_TASK 1_: From the essay on education, extract the stretch from "The education gap" through "to attaining them.", copying it word for word.
_TASK 2_: Render this sentence from the essay on education in Spanish: "The jobs of the 21st century increasingly require more education and preparation."

We Must Keep Youth Thirsting For Education

We Must Keep Youth Thirsting For Education

Rosa M. Jones, the 72-year-old mother of five children, received a Bachelor of Science degree in interdisciplinary studies from Norfolk State University in December 1999. Her accomplishment would have been notable at any age, under any circumstances, since fewer than 15 percent of all African Americans over age 25 hold college degrees (compared to more than 25 percent among Whites). But Jones’ accomplishment was all the more stellar because she earned her degree after having sent all five of her children to college.
Rosa Jones isn’t the only one whose thirst for education propelled her back to the classroom. My friend and colleague Susan Taylor, editor-in-chief of Essence Magazine, found that the title “editor” wasn’t enough, so she pursued her studies, receiving a B.S. from Fordham University in 1991. My own mom, Proteone Marie Malveaux, pursued doctoral studies at the same time I was a college freshman, completing everything but her dissertation and taking a junior faculty position at the University of Mississippi when she was in her mid-40s. Some people simply thirst for education, hunger to know more, and are prepared to do whatever they have to do to quench the thirst.
Too many others are educationally indifferent. Their indifference is not of their own making. All too often, listless or shoddy teaching has turned them off from education. The desire to learn is often strangled by dilapidated school buildings, metal detectors at the door, racist or trifling teachers who are devoid of caring, disinterested (or overwhelmed) parenting and other factors. Still, it is amazing that some of the same school systems that produced Rosa Jones, Susan Taylor and Marie Malveaux also produced folks who don’t give a hoot about learning. And unfortunately, the disease of educational malaise and indifference is striking African Americans at younger and younger ages. We who care about higher education need to work much harder to make the connection between K-12 education and higher education. The youngster who is turned off at 10 won’t be attending college, much less graduating.
Now, more than ever, it matters that African Americans of every age have access to institutions of higher education. The jobs of the 21st century increasingly require more education and preparation. Yet when we look at some of the fastest growing fields, many of which are in computers, engineering or science, African Americans are under-represented. It is appropriate to consider the Digital Divide, but it is equally important to consider the difference in K-12 school quality, and the fact that inner-city schools have a fraction of the resources and amenities that suburban schools have.
Aspects of the education reform movement address this, but too many think that vouchers and charter schools are the only way to bridge the gap. There is little will to roll up our sleeves and improve the quality of our nation’s public schools. But this is the pool from which future college students will emerge, which means that the higher education community has a stake in improving K-12 education.
The education gap at the K-12 level has already led to an access gap in higher education. Among those African Americans attending college, a disproportionate number are enrolled in community colleges, which is often a reflection of differences in K-12 preparation. Not all community college students are able to transfer into four-year colleges. Many are interested in post-baccalaureate degrees, but face tremendous obstacles to attaining them.

_RECORD EXCERPTS_:
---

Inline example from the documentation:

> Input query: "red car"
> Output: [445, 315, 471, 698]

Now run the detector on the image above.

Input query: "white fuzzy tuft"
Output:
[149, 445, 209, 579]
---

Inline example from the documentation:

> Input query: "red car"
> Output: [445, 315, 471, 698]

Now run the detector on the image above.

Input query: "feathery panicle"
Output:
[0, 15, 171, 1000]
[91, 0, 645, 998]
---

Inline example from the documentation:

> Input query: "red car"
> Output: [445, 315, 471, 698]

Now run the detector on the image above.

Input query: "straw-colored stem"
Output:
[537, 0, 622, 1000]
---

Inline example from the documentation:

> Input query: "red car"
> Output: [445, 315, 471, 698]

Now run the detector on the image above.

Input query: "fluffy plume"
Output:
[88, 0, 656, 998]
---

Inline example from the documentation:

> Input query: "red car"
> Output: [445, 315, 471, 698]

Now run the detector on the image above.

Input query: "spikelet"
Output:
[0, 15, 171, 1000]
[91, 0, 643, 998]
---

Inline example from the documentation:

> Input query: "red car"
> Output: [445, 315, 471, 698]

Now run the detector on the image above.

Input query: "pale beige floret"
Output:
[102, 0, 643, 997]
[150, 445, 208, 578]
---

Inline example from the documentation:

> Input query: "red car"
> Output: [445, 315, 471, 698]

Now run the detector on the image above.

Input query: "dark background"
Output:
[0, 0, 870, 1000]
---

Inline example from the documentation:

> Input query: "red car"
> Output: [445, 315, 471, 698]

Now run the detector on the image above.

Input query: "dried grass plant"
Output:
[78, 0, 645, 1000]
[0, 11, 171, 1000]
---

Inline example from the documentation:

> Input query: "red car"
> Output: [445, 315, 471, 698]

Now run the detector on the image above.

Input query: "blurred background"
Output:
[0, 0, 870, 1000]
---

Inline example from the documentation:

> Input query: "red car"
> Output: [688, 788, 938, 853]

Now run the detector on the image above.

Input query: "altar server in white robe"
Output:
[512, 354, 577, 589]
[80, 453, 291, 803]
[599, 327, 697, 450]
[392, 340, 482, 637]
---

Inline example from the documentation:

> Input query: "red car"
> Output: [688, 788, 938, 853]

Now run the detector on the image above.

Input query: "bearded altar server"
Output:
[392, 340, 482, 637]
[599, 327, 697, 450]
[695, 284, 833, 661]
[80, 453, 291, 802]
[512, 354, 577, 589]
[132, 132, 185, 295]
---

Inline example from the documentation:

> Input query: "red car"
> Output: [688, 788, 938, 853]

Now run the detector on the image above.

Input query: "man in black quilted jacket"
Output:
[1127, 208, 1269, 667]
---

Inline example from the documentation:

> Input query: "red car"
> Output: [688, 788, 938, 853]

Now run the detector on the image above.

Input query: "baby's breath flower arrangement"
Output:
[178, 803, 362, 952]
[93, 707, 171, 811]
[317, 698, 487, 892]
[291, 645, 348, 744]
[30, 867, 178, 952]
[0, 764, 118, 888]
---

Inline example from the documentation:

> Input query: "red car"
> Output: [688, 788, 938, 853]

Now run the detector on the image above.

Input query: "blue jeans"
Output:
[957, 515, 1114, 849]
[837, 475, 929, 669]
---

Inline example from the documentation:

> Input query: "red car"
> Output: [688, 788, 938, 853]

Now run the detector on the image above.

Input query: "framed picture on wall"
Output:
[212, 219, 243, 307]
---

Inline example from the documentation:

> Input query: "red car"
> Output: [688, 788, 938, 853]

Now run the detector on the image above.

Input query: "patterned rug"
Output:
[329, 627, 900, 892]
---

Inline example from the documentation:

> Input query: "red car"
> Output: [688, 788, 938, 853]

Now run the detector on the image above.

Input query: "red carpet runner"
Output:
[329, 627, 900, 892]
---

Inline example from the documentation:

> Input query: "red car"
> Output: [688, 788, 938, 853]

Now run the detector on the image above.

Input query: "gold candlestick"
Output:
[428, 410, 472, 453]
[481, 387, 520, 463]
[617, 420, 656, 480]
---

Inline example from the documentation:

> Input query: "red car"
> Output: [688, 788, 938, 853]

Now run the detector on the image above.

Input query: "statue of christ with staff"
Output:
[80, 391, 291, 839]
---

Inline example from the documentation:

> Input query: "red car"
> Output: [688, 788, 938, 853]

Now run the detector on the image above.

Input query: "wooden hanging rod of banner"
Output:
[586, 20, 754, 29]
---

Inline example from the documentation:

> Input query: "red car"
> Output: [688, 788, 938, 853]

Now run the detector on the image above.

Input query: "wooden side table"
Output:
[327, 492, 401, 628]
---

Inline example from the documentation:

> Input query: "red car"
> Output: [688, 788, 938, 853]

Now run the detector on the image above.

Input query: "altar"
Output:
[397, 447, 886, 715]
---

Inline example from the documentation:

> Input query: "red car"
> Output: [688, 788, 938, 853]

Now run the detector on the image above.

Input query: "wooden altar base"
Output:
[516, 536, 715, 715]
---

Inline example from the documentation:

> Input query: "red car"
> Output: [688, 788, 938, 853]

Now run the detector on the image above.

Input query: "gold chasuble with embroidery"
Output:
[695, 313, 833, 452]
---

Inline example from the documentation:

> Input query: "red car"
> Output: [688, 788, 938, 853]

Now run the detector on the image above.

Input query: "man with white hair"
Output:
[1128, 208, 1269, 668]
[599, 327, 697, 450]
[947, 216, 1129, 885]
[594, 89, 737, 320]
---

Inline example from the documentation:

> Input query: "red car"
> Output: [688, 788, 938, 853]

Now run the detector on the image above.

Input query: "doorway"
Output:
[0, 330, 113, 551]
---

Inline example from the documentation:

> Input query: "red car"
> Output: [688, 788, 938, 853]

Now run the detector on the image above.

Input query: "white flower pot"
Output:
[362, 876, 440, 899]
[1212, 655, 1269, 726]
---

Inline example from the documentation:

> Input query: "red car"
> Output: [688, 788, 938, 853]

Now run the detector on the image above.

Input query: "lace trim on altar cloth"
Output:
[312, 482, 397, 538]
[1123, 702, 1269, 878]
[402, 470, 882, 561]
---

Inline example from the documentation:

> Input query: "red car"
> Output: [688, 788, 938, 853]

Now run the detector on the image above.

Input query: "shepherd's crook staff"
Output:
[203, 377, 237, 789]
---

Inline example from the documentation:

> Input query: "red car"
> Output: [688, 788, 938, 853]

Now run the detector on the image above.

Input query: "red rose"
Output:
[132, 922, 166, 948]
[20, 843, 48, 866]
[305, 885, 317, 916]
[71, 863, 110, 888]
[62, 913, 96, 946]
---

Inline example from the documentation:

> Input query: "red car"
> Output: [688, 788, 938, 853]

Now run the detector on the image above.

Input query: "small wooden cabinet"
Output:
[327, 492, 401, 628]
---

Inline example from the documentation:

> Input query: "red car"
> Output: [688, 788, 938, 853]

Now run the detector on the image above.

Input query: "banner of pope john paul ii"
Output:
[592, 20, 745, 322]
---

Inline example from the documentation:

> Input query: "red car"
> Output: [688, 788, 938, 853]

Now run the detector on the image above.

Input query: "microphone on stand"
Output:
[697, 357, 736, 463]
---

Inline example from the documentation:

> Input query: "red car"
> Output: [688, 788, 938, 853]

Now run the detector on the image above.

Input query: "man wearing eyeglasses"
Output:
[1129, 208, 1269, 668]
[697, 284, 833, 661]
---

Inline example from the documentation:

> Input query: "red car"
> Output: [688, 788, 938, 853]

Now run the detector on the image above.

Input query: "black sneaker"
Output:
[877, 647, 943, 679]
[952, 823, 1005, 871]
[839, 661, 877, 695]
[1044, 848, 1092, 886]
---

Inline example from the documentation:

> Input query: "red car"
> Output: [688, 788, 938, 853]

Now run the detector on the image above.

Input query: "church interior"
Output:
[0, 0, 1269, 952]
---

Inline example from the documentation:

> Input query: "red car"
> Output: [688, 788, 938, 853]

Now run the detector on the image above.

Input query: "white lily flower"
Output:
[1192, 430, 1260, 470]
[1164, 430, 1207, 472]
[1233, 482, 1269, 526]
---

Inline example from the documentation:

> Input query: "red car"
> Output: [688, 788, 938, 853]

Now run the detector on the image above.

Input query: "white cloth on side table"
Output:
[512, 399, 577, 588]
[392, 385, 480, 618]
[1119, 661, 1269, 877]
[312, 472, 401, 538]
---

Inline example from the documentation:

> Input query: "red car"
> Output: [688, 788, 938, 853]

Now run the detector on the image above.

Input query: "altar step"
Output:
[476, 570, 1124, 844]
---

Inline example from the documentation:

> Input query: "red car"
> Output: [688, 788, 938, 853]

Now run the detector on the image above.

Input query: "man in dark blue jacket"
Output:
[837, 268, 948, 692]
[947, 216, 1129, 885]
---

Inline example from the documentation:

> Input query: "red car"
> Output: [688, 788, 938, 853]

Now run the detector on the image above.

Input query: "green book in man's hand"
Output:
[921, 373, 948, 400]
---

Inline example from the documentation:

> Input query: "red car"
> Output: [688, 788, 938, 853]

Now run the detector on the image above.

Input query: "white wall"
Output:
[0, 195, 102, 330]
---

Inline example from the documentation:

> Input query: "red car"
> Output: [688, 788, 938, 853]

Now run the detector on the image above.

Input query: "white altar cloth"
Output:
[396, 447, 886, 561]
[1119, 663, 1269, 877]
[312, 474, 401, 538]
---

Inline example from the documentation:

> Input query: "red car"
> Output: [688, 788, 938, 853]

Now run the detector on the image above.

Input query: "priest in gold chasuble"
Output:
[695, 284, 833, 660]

_TASK SOLUTION 1_:
The education gap at the K-12 level has already led to an access gap in higher education. Among those African Americans attending college, a disproportionate number are enrolled in community colleges, which is often a reflection of differences in K-12 preparation. Not all community college students are able to transfer into four-year colleges. Many are interested in post-baccalaureate degrees, but face tremendous obstacles to attaining them.

_TASK SOLUTION 2_: Los empleos del siglo XXI requieren cada vez más educación y preparación.